* DIRECTION
In the commentary on 1 Corinthians 5 below, condense the paragraph beginning "It's a little controversial among certain Christians" into a short bulleted list that keeps its main facts.

* PROVIDED PASSAGE
------------
14 October 2024

“Why are you permitting blatant immorality?”

1 Corinthians 5.

Today’s passage is a whole chapter. It’s short, but yep, it’s a chapter.

It’s a little controversial among certain Christians—for the very same reason Paul and Sosthenes had to write it to the Corinthians. It has to do with sexual misbehavior in Corinth’s church, which Paul felt had gone beyond the pale—but the Corinthians were tolerating it, ’cause grace. And nuh-uh; that’s not how grace works.

I’ll start with where the apostles set up the scenario.

1 Corinthians 5.1-5 KWL
1Unchastity among you is getting reported everywhere—
the kind of unchastity which isn’t even approved by gentiles—
with a man having his father’s woman.
2You people are arrogant;
and don’t, more appropriately, mourn,
about how you should remove from among you
the one doing this work?
3For I, though absent in the body, being present in spirit,
like one who’s present, have already condemned this behavior.
4In the name of our master, Christ Jesus,
when you are gathered together with my spirit,
in the power of our master Jesus,
5hand over such a person to Satan for the flesh’s destruction,
so the spirit might be saved on the Lord Jesus’s day.
------------
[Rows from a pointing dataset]
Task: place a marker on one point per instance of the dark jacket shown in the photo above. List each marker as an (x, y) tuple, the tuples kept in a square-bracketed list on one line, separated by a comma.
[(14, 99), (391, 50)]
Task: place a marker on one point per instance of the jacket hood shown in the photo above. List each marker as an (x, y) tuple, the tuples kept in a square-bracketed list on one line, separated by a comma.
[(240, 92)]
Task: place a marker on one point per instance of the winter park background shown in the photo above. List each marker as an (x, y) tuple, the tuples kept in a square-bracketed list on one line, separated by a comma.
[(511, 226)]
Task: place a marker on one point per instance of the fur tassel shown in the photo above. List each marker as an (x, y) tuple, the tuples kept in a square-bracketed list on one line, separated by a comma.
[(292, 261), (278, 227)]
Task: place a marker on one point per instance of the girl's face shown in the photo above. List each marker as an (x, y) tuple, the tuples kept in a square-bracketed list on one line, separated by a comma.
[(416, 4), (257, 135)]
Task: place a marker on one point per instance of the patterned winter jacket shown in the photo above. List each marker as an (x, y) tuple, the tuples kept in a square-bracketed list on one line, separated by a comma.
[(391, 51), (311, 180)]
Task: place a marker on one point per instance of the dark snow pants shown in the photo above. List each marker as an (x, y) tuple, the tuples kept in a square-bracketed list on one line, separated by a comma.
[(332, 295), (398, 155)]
------------
* EXERCISE OUTPUT
- The chapter is somewhat controversial among certain Christians.
- The reason is the same one that led Paul and Sosthenes to write it to the Corinthians.
- It concerns sexual misbehavior in Corinth's church that Paul felt had gone beyond the pale.
- The Corinthians tolerated it on the grounds of grace, but that is not how grace works.